== PAGE TEXT ==
*** Begin section ***

Agreement on development of anti-AIDS drug

22/12/93An historic agreement was signed today to help conserve Western Australia's native flora at the same time as allowing the development of a new pharmaceutical drug for the possible treatment of AIDS.

22/12/93

An historic agreement was signed today to help conserve Western Australia's native flora at the same time as allowing the development of a new pharmaceutical drug for the possible treatment of AIDS.

In a joint announcement, Premier Richard Court and Deputy Premier Hendy Cowan said the agreement could bring the State more than $5 million for research and conservation work.

Environment Minister Kevin Minson and Conservation and Land Management executive director Dr Syd Shea signed the contract with AMRAD Corporation Ltd.

AMRAD, an Australian company, has been provisionally allocated a world-exclusive licence by the US National Cancer Institute for the development of conocurvone.

Mr Court said the compound - derived from a smokebush plant found only in Western Australia - had shown promising results in early tests for a treatment for AIDS.

"Testing is only in its early stages and this agreement means far more than royalties from any fully developed drug," he said.

"What is so important is that the agreement ensures the involvement of WA scientists in the research work and it brings private sector investment for nature conservation.

"This agreement sets an internationally significant precedent and opens the way for other countries to benefit from their natural resources."

*** End section ***

== RECORDS SUPPLIED ==
*** Begin section ***

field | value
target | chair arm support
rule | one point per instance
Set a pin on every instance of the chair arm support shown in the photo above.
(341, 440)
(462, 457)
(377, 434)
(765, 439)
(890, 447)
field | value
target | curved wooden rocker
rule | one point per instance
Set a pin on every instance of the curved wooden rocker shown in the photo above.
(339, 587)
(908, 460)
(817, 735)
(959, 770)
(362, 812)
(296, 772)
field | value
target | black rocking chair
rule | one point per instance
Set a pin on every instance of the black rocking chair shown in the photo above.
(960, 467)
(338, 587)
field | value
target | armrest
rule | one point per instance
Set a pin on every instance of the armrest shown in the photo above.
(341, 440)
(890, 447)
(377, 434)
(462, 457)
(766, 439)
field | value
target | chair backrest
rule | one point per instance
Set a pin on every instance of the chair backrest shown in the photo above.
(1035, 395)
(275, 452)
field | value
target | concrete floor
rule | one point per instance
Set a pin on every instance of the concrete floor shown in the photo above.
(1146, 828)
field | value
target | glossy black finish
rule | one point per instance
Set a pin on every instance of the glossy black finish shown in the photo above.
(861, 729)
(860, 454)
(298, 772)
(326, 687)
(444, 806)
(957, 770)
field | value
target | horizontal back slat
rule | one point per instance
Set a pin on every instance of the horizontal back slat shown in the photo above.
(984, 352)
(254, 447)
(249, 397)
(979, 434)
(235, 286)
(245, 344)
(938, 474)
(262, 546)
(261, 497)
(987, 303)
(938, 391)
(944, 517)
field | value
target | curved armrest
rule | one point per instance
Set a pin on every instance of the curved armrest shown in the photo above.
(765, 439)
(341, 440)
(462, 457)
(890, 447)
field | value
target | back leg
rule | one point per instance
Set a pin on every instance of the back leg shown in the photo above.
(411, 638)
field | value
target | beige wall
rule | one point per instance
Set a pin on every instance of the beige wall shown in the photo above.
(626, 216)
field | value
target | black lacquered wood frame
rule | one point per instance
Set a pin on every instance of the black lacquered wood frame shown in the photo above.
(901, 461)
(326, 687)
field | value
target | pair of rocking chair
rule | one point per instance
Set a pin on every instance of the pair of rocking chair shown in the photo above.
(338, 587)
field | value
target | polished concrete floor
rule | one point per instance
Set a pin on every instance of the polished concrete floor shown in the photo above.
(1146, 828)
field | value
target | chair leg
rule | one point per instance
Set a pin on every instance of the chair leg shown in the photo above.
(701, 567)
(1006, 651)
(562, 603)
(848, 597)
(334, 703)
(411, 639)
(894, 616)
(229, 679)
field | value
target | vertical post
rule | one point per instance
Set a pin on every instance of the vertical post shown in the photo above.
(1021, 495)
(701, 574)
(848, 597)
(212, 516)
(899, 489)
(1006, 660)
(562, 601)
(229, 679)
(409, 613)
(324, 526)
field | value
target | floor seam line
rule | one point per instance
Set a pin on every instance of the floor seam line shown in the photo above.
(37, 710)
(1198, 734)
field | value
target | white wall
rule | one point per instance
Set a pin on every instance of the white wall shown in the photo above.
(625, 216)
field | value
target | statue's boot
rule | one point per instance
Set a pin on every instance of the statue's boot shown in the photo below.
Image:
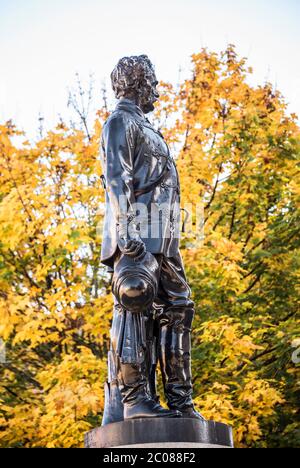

*** End section ***

== EXERCISE REQUIREMENTS ==
In the anti-AIDS drug agreement release, rewrite everything from "In a joint announcement, Premier" down to "AMRAD Corporation Ltd.", replacing "contract" with "deal".

== TASK RESPONSE ==
In a joint announcement, Premier Richard Court and Deputy Premier Hendy Cowan said the agreement could bring the State more than $5 million for research and conservation work.

Environment Minister Kevin Minson and Conservation and Land Management executive director Dr Syd Shea signed the deal with AMRAD Corporation Ltd.